§ **Tarefa proposta 1**: Explique, com base na página, por que motivo se deve dizer «eu retive» e não «eu reti». Responda em uma a três frases.
§ **Tarefa proposta 2**: Reescreva as linhas dos dados fornecidos desde a linha que contém "Spot the small" até ao fim dessas linhas, inclusive, mantendo também as linhas com instruções. Nas respostas, multiplique cada coordenada por 2,05 e arredonde-a ao número inteiro, com as metades arredondadas para cima.

§ **Página**:
============================================================

Habitualmente, é por piedade que não corrigimos as pessoas que dizem "as minhas porpiedades" em vez de "as minhas propriedades". Há quem, tendo propriedades terrenas, não tem o privilégio de possuir outras, aquelas que são proporcionadas pela Educação e pela Cultura. Há, assim, muitos porpietários de bens valiosos que nunca tiveram a propriedade de um simples Dicionário... Tende piedade deles!

POR QUE SIM E "PORQUE" NÃO

A razão por que se escreve esta nota é porque este é um probleminha linguístico um pouco difícil de analisar. Quando se diz a razão por que, estamos a falar da razão pela qual (por a qual), daí ter que se usar as palavras por e que separadas, tendo o que função de pronome relativo. Exemplo: Sei a razão por que vieste (Sei a razão pela qual vieste)... Então, quando se deve usar o advérbio porque? Quando liga duas orações coordenadas, em que a segunda explica a asserção contida na outra. Exemplo: Não vim porque não pude. Complicado? Um pouco. Mas nada que não se resolva com um pouco de atenção.

A "PÚDICA" E O "PÚDICO"

São palavras que, à maioria das pessoas, dá mais jeito dizer assim, com esta pronúncia esdrúxula, ainda que muitos Linguistas afirmem que as formas correctas são pudica e pudico, com acento na penúltima sílaba. Outros, porém, defendem que as duas formas são aceitáveis, de maneira que podemos colocar o acento onde preferirmos, pois o significado será sempre o mesmo: ser púdica, ou pudica, é ser casta, ter pudor, ser recatada. No masculino, os significados são idênticos. E nos antónimos impúdica ou impudica, impúdico ou impudico, é tudo idêntico, evidentemente – isto é, são expressão de pouca-vergonha... 

"QUAISQUERES"

Palavra inventada para funcionar como uma espécie de plural de quaisquer... Só que esta, por sua vez, já é uma espécie de plural de qualquer. Assim, a fantasiosa palavra quaisqueres não tem qualquer razão de existir, e deve ser banida da nossa linguagem.

O QUE EU "RETI" E O QUE NÃO RETIVE

 Seria mais fácil e mais rápido dizer eu reti, mas a forma correcta é eu retive, porque o verbo reter, com o significado de guardar, conservar, conjuga-se à semelhança do verbo ter. Ora não se usa eu ti, mas sim eu tive.

A "RÚBRICA"

Seja qual for o sentido em que a palavra é utilizada (e há muitos, desde assinatura abreviada, título de capítulo de livro, letra ou linha inicial de capítulo, nota à margem, indicação de actuação e, até, almagre ou argila avermelhada) a forma correcta é rubrica, com acento tónico na penúltima sílaba, e não rúbrica, com acento na antepenúltima, como tantas vezes se lê e ouve.

A "RUNIÃO"

============================================================

§ **Dados fornecidos**:
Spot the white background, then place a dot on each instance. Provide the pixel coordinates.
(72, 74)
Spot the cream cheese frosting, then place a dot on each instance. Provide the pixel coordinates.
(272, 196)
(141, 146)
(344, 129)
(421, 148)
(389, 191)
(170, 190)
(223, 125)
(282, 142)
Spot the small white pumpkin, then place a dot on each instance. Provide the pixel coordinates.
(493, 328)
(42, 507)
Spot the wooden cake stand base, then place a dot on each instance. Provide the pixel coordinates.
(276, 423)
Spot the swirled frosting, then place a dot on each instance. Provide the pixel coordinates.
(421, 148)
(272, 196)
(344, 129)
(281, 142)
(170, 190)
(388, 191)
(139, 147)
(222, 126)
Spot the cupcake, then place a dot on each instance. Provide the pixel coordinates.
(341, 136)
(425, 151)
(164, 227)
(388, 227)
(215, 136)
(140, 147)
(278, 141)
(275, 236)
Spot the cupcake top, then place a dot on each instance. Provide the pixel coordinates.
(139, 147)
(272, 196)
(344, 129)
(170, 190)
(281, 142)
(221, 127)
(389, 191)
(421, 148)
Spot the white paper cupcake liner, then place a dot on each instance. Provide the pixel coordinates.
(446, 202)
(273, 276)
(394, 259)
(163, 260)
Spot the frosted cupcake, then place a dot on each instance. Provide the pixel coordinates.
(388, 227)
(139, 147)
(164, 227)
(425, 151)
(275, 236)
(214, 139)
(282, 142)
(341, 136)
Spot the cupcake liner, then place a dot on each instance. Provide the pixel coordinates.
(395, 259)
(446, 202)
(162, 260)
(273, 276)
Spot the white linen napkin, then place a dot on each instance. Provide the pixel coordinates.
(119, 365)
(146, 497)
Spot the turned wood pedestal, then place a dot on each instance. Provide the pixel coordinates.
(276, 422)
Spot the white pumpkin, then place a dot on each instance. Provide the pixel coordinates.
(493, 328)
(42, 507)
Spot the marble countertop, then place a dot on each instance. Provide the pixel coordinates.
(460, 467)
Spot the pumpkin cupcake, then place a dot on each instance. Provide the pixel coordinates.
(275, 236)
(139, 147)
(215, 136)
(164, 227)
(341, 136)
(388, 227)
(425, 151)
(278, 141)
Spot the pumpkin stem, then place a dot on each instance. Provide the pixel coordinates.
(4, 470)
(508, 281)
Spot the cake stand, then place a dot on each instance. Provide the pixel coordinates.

============================================================

§ **Resposta certa 1**: O verbo reter, com o significado de guardar ou conservar, conjuga-se à semelhança do verbo ter. Assim como não se usa «eu ti», mas sim «eu tive», a forma correta é «eu retive».

§ **Resposta certa 2**:
Spot the small white pumpkin, then place a dot on each instance. Provide the pixel coordinates.
(1011, 672)
(86, 1039)
Spot the wooden cake stand base, then place a dot on each instance. Provide the pixel coordinates.
(566, 867)
Spot the swirled frosting, then place a dot on each instance. Provide the pixel coordinates.
(863, 303)
(558, 402)
(705, 264)
(576, 291)
(349, 390)
(795, 392)
(285, 301)
(455, 258)
Spot the cupcake, then place a dot on each instance. Provide the pixel coordinates.
(699, 279)
(871, 310)
(336, 465)
(795, 465)
(441, 279)
(287, 301)
(570, 289)
(564, 484)
Spot the cupcake top, then place a dot on each instance. Provide the pixel coordinates.
(285, 301)
(558, 402)
(705, 264)
(349, 390)
(576, 291)
(453, 260)
(797, 392)
(863, 303)
Spot the white paper cupcake liner, then place a dot on each instance. Provide the pixel coordinates.
(914, 414)
(560, 566)
(808, 531)
(334, 533)
Spot the frosted cupcake, then place a dot on each instance. Provide the pixel coordinates.
(795, 465)
(285, 301)
(336, 465)
(871, 310)
(564, 484)
(439, 285)
(578, 291)
(699, 279)
Spot the cupcake liner, then place a dot on each instance. Provide the pixel coordinates.
(810, 531)
(914, 414)
(332, 533)
(560, 566)
Spot the white linen napkin, then place a dot on each instance. Provide the pixel coordinates.
(244, 748)
(299, 1019)
Spot the turned wood pedestal, then place a dot on each instance. Provide the pixel coordinates.
(566, 865)
Spot the white pumpkin, then place a dot on each instance. Provide the pixel coordinates.
(1011, 672)
(86, 1039)
Spot the marble countertop, then place a dot on each instance. Provide the pixel coordinates.
(943, 957)
Spot the pumpkin cupcake, then place a dot on each instance. Provide the pixel coordinates.
(564, 484)
(285, 301)
(441, 279)
(336, 465)
(699, 279)
(795, 465)
(871, 310)
(570, 289)
Spot the pumpkin stem, then place a dot on each instance. Provide the pixel coordinates.
(8, 964)
(1041, 576)
Spot the cake stand, then place a dot on each instance. Provide the pixel coordinates.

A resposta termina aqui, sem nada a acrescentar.